-------- Testo di partenza --------

Qualunque effetto speciale potesse mettere in campo, non mi divertivo più. Avevo come l’impressione che ad ogni cosa che condividessi, ne scaturisse fuori un’eco che si ripeteva così all’infinito da perdere del tutto senso. Mi sentivo frustrata, da questo suo modo di darmi attenzione che mancava di qualsiasi riconoscimento, come mancava di una vera e sana comunicazione. Così come da mia ingenua abitudine, pensai che parlarne sarebbe servito a far evolvere questa esperienza, che per quanto stupefacente all’inizio, si stava rivelando non solo povera di veri contenuti ma decisamente asimmetrica e unilaterale.
Scrissi l’ultima email, a quello che oggi so essere stato il primo ad aver hackerato i miei supporti, una lettera, nella quale gli raccontavo di una persona che incontrai qualche anno prima. Erano i primi anni del 2000 e mi trovavo all’aeroporto, stavo tornando a Roma, non ricordo con esattezza se da Barcellona o dalla Sicilia. Ero seduta in attesa dell’imbarco e stavo leggendo un libro su Second Life, uno dei primi giochi interattivi creati. Il gioco consisteva nel crearsi una seconda vita virtuale, ci si iscriveva e si creava un avatar (il film penso si sia ispirato a questa esperienza perché è successivo) che poteva avere le sembianze che ognuno preferiva. Attraverso una serie di tappe si potevano guadagnare soldi virtuali, ci si poteva costruire una casa, mettere su un’azienda, diventare sindaco di una comunità, costruire città, insomma riprodurre una vita virtuale in ogni aspetto simile a quella reale.

-------- Dati mostrati --------

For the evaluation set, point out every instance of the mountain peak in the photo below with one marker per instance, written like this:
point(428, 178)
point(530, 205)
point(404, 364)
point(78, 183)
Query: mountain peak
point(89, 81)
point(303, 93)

--------

Esplora il materiale:
1. Ricopia parola per parola il passo del testo di partenza compreso tra "Qualunque effetto speciale" e "asimmetrica e unilaterale.", estremi inclusi.
2. Nel testo di partenza, in quale periodo si colloca l'attesa all'aeroporto?
3. Quali sono tutte le cose che, secondo il testo di partenza, in Second Life si potevano fare attraverso una serie di tappe?
Per svolgere il lavoro i dati non servono.

Risultati per attività:
1.
Qualunque effetto speciale potesse mettere in campo, non mi divertivo più. Avevo come l’impressione che ad ogni cosa che condividessi, ne scaturisse fuori un’eco che si ripeteva così all’infinito da perdere del tutto senso. Mi sentivo frustrata, da questo suo modo di darmi attenzione che mancava di qualsiasi riconoscimento, come mancava di una vera e sana comunicazione. Così come da mia ingenua abitudine, pensai che parlarne sarebbe servito a far evolvere questa esperienza, che per quanto stupefacente all’inizio, si stava rivelando non solo povera di veri contenuti ma decisamente asimmetrica e unilaterale.

2. Nei primi anni del 2000.

3.
- Guadagnare soldi virtuali
- Costruirsi una casa
- Mettere su un'azienda
- Diventare sindaco di una comunità
- Costruire città